▶ **What is being asked**
Render the following material again verbatim, leaving nothing out.

▶ **Stored items from a collection**

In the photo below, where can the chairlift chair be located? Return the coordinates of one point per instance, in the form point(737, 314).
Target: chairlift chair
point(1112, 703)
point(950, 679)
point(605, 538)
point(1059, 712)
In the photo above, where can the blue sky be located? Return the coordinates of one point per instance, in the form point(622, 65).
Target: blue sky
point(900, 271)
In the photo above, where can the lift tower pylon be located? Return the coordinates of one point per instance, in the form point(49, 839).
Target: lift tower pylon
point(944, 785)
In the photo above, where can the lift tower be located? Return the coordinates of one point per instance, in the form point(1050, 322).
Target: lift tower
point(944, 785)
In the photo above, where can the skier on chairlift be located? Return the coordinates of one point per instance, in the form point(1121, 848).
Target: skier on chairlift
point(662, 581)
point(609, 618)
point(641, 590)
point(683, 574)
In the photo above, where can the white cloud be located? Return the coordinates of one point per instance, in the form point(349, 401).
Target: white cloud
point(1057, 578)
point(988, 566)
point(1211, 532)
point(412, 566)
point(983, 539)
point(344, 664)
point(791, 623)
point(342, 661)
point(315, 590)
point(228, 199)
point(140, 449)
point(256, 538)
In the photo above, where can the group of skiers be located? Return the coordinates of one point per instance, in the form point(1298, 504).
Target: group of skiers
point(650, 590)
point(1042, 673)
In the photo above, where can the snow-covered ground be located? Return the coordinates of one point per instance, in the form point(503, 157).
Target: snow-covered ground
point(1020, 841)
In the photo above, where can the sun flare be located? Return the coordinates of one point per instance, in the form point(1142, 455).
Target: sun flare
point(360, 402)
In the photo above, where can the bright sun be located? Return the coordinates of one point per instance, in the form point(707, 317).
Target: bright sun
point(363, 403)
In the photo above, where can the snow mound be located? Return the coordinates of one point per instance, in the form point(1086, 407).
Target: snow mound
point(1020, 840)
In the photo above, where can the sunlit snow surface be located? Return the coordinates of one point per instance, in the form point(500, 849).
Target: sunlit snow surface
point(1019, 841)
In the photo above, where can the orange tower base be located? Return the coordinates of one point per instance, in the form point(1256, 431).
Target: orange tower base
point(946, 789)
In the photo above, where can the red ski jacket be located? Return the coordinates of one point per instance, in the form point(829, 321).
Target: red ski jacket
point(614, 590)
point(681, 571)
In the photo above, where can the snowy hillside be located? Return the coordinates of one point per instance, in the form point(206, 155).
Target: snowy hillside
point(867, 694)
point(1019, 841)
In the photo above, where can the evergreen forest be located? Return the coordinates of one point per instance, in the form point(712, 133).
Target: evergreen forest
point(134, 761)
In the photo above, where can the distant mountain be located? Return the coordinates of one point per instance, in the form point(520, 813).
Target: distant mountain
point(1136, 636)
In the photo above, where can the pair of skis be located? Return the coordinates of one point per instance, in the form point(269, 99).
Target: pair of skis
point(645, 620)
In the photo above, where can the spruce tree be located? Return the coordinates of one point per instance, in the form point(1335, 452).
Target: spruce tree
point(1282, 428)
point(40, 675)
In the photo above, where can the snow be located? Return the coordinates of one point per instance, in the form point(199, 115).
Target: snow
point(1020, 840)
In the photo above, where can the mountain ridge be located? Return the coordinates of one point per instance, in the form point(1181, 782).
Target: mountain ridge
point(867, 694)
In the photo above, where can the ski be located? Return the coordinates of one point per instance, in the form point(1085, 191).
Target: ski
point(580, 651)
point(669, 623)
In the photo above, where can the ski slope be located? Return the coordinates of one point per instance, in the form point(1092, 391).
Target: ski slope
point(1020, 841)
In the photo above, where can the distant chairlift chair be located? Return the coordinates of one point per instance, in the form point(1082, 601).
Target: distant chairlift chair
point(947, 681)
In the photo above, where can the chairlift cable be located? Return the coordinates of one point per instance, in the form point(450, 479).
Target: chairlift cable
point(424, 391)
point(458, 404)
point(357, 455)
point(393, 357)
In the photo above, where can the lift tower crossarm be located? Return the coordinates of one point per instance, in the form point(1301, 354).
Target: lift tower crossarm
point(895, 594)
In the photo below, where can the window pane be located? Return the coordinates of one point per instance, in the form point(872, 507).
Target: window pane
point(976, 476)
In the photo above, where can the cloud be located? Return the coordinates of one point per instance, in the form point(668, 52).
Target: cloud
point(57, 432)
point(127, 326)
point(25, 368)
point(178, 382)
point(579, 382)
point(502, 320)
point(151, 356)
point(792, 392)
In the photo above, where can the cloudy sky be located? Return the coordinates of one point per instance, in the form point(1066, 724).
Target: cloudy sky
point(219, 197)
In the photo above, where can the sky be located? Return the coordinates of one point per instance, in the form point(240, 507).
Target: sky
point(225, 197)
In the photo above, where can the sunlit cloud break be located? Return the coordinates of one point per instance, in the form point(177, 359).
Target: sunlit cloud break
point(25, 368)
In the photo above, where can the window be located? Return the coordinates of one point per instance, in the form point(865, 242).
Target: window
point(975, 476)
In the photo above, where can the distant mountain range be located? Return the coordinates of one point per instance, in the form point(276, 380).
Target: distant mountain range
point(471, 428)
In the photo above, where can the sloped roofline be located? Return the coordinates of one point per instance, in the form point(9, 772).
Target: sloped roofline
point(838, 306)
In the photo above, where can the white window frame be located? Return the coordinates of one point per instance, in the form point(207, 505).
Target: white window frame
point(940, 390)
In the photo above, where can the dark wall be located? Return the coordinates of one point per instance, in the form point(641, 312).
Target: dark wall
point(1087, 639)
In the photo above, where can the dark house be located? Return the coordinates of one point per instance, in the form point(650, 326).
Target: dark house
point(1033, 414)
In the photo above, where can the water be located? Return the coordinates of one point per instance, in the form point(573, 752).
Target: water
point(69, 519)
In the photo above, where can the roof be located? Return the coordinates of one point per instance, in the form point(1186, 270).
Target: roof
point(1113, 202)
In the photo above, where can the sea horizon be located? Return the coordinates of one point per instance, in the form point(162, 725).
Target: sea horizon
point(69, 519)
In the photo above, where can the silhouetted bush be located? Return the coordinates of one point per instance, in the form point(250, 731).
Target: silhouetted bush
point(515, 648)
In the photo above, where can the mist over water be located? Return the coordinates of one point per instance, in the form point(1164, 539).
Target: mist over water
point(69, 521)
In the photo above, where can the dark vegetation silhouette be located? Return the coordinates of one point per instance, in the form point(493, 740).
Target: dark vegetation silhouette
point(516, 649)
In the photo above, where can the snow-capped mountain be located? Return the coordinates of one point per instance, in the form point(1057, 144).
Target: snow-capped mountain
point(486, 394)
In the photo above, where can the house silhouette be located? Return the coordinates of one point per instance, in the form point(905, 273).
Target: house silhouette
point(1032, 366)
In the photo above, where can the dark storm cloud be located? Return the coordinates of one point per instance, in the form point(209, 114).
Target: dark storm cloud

▶ **Result for this exercise**
In the photo below, where can the chairlift chair be located? Return the coordinates of one point per instance, in the form point(737, 314).
Target: chairlift chair
point(1112, 703)
point(950, 679)
point(605, 538)
point(1059, 712)
In the photo above, where can the blue sky be located? Return the coordinates of one point per instance, in the form point(622, 65).
Target: blue sky
point(900, 271)
In the photo above, where can the lift tower pylon be located? Return the coordinates of one point per instance, in the form point(49, 839).
Target: lift tower pylon
point(944, 785)
In the photo above, where can the lift tower be located? Return the coordinates of one point per instance, in the form point(1050, 322).
Target: lift tower
point(944, 785)
In the photo above, where can the skier on chairlift be located? Return the coordinates of one point per instance, in the form point(1121, 848).
Target: skier on chairlift
point(662, 581)
point(609, 618)
point(641, 590)
point(683, 574)
In the photo above, where can the white cloud be located? Return the coordinates of one point per instance, in the form point(349, 401).
Target: white cloud
point(1057, 578)
point(988, 566)
point(1211, 532)
point(412, 566)
point(983, 539)
point(344, 664)
point(791, 623)
point(342, 661)
point(315, 590)
point(228, 199)
point(140, 449)
point(256, 538)
In the photo above, where can the group of skiers be located? Return the coordinates of one point per instance, in the form point(1298, 504).
Target: group of skiers
point(650, 590)
point(1042, 673)
In the photo above, where can the snow-covered ground be located? Return the coordinates of one point per instance, in the form point(503, 157).
Target: snow-covered ground
point(1020, 841)
In the photo above, where can the sun flare be located? Return the coordinates of one point per instance, in the form point(1142, 455).
Target: sun flare
point(360, 402)
In the photo above, where can the bright sun be located? Return the coordinates of one point per instance, in the form point(707, 317).
Target: bright sun
point(363, 403)
In the photo above, where can the snow mound be located? Return the coordinates of one point per instance, in the form point(1086, 407).
Target: snow mound
point(1020, 840)
In the photo above, where can the sunlit snow surface be located? Return the coordinates of one point per instance, in the form point(500, 849).
Target: sunlit snow surface
point(1019, 841)
In the photo above, where can the orange tower base be located? Return the coordinates of one point per instance, in the form point(1256, 431).
Target: orange tower base
point(946, 789)
In the photo above, where can the red ski jacket be located? Return the coordinates of one point per instance, in the form point(829, 321).
Target: red ski jacket
point(614, 590)
point(681, 571)
In the photo above, where can the snowy hillside be located? Return the coordinates of one point per instance, in the form point(206, 155).
Target: snowy hillside
point(867, 694)
point(1019, 841)
In the photo above, where can the evergreen forest be located? Return the coordinates of one point per instance, in the form point(712, 133).
Target: evergreen forest
point(134, 761)
In the photo above, where can the distant mountain be located? Return the coordinates of one point per instance, in the form point(520, 813).
Target: distant mountain
point(1136, 636)
In the photo above, where can the pair of skis be located? Return the coordinates of one point per instance, in the form point(269, 99).
Target: pair of skis
point(645, 620)
In the photo above, where can the spruce tree be located? Return the coordinates of one point per instance, in the form point(1335, 452).
Target: spruce tree
point(1282, 428)
point(40, 675)
In the photo above, where can the snow be located? Return the coordinates of one point per instance, in the form point(199, 115).
Target: snow
point(1020, 840)
In the photo above, where can the mountain ridge be located? Return the coordinates of one point per instance, in the form point(1181, 782).
Target: mountain ridge
point(867, 694)
In the photo above, where can the ski be located? Return the coordinates of one point per instance, in the form point(1085, 191).
Target: ski
point(580, 651)
point(669, 623)
In the photo above, where can the ski slope be located? Return the coordinates of one point per instance, in the form point(1092, 391).
Target: ski slope
point(1020, 841)
In the photo above, where can the distant chairlift chair be located? Return the coordinates of one point per instance, in the form point(1082, 601).
Target: distant chairlift chair
point(947, 681)
In the photo above, where can the chairlift cable be located? Return the coordinates of one point per instance, in the form point(450, 479).
Target: chairlift cable
point(424, 391)
point(458, 404)
point(357, 455)
point(393, 357)
In the photo above, where can the lift tower crossarm be located? Return the coordinates of one point per instance, in the form point(1301, 354).
Target: lift tower crossarm
point(895, 594)
In the photo below, where can the window pane be located? Return the coordinates of one point per instance, in the form point(872, 507).
Target: window pane
point(976, 476)
In the photo above, where can the cloud be located? Return the coordinates of one point per instance, in the form point(668, 52).
Target: cloud
point(57, 432)
point(127, 326)
point(25, 368)
point(178, 382)
point(579, 382)
point(502, 320)
point(151, 356)
point(792, 392)
In the photo above, where can the cloudy sky be located? Return the coordinates of one point per instance, in the form point(1066, 724).
Target: cloudy sky
point(219, 197)
In the photo above, where can the sky be located? Return the coordinates of one point per instance, in the form point(240, 507).
Target: sky
point(225, 197)
In the photo above, where can the sunlit cloud break be located? Return the coordinates of one point per instance, in the form point(177, 359).
Target: sunlit cloud break
point(25, 368)
In the photo above, where can the window be located? Return the coordinates of one point per instance, in the form point(865, 242).
Target: window
point(975, 476)
In the photo above, where can the distant mountain range be located? Return the coordinates of one point per instance, in the form point(276, 380).
Target: distant mountain range
point(471, 428)
In the photo above, where can the sloped roofline be located? Return the coordinates of one point per instance, in the form point(9, 772).
Target: sloped roofline
point(838, 306)
In the photo above, where can the white window frame be located? Return the coordinates of one point per instance, in the form point(207, 505).
Target: white window frame
point(940, 390)
In the photo above, where can the dark wall be located? Return the coordinates of one point per instance, in the form point(641, 312).
Target: dark wall
point(1087, 639)
In the photo above, where can the dark house be located? Return the coordinates of one point per instance, in the form point(650, 326).
Target: dark house
point(1033, 414)
In the photo above, where can the water be located? Return the coordinates of one point per instance, in the form point(573, 752).
Target: water
point(69, 519)
In the photo above, where can the roof be located? Return the coordinates of one point per instance, in the form point(1186, 270).
Target: roof
point(1113, 202)
In the photo above, where can the sea horizon be located? Return the coordinates of one point per instance, in the form point(162, 725).
Target: sea horizon
point(69, 519)
In the photo above, where can the silhouetted bush be located? Return the coordinates of one point per instance, in the form point(250, 731).
Target: silhouetted bush
point(515, 648)
In the photo above, where can the mist over water be located? Return the coordinates of one point per instance, in the form point(1164, 539).
Target: mist over water
point(69, 521)
In the photo above, where can the dark vegetation silhouette be located? Return the coordinates of one point per instance, in the form point(493, 740).
Target: dark vegetation silhouette
point(516, 649)
In the photo above, where can the snow-capped mountain be located? Return the coordinates of one point per instance, in the form point(1057, 144).
Target: snow-capped mountain
point(486, 394)
In the photo above, where can the house silhouette be located? Return the coordinates of one point per instance, in the form point(905, 273).
Target: house silhouette
point(1032, 366)
In the photo above, where can the dark storm cloud be located? Return the coordinates of one point per instance, in the form point(209, 114).
Target: dark storm cloud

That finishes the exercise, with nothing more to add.